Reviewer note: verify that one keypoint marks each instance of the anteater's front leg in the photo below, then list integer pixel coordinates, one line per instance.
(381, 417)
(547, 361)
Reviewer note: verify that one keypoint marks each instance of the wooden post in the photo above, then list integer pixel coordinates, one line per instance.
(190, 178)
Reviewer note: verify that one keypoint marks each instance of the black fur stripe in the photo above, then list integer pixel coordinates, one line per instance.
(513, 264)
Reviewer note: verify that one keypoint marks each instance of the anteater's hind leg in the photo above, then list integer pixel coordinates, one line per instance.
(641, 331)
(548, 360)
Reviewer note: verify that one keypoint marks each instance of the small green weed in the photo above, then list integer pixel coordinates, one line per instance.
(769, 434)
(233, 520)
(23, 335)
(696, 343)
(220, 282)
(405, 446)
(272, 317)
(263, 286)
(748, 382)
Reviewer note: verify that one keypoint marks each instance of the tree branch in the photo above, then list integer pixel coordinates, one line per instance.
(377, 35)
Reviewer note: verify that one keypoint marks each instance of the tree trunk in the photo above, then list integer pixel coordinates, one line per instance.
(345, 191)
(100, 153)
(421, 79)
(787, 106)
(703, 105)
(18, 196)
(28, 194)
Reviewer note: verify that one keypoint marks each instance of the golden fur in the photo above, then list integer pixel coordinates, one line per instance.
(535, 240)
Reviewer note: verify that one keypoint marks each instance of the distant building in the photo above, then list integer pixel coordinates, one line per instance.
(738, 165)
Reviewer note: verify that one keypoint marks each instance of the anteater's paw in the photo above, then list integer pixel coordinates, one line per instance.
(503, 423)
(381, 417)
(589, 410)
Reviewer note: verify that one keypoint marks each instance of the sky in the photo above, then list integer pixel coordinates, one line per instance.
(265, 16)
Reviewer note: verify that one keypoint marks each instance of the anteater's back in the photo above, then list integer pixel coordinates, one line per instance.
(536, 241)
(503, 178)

────────────────

| Task description |
Print the entries exactly. Include every one.

| Final answer |
Reviewer note: verify that one keypoint marks each instance of the anteater's front leg in the photo below, then list integer pixel coordinates, one line per instance.
(381, 417)
(547, 361)
Reviewer note: verify that one keypoint marks each instance of the wooden post in the photo above, then list integer pixel coordinates, one line per instance.
(190, 178)
Reviewer note: verify that one keypoint marks each instance of the black fur stripe in the photo above, then list integer pixel coordinates, one line per instance.
(513, 264)
Reviewer note: verify that one keypoint marks each instance of the anteater's hind leg in the photo above, then list integer pixel coordinates, one line per instance.
(641, 331)
(548, 360)
Reviewer note: verify that one keypoint marks each instance of the small green weed in the photo above, then list integer pixel coordinates, one line per instance.
(769, 434)
(233, 520)
(23, 335)
(696, 343)
(220, 282)
(405, 446)
(272, 317)
(263, 286)
(748, 382)
Reviewer note: verify that one keypoint marks each instance of the tree branch in the photo above, then list integer pixel coordinates, one line per instance.
(377, 35)
Reviewer note: verify that one keypoint marks each instance of the tree trunk in the photo above, then list integer pixel coordinates, one line per instance.
(345, 191)
(100, 153)
(421, 79)
(787, 106)
(703, 105)
(18, 196)
(28, 194)
Reviewer note: verify that one keypoint marks each instance of the golden fur in the photo above, then list integer pixel coordinates, one line per instance.
(535, 240)
Reviewer note: verify that one keypoint marks each instance of the distant building in the photo above, then list integer pixel coordinates, one line per instance.
(738, 165)
Reviewer note: verify that one keypoint marks each instance of the anteater's paw in the photo above, then list integer pixel coordinates, one line per instance.
(503, 423)
(381, 417)
(589, 410)
Reviewer note: verify that one keypoint marks each instance of the sky in the photo above, then list integer pixel coordinates, one line per instance.
(265, 16)
Reviewer note: verify that one keypoint marks each instance of the anteater's back in the photo above, then list integer pixel coordinates, one line per instance.
(536, 241)
(503, 178)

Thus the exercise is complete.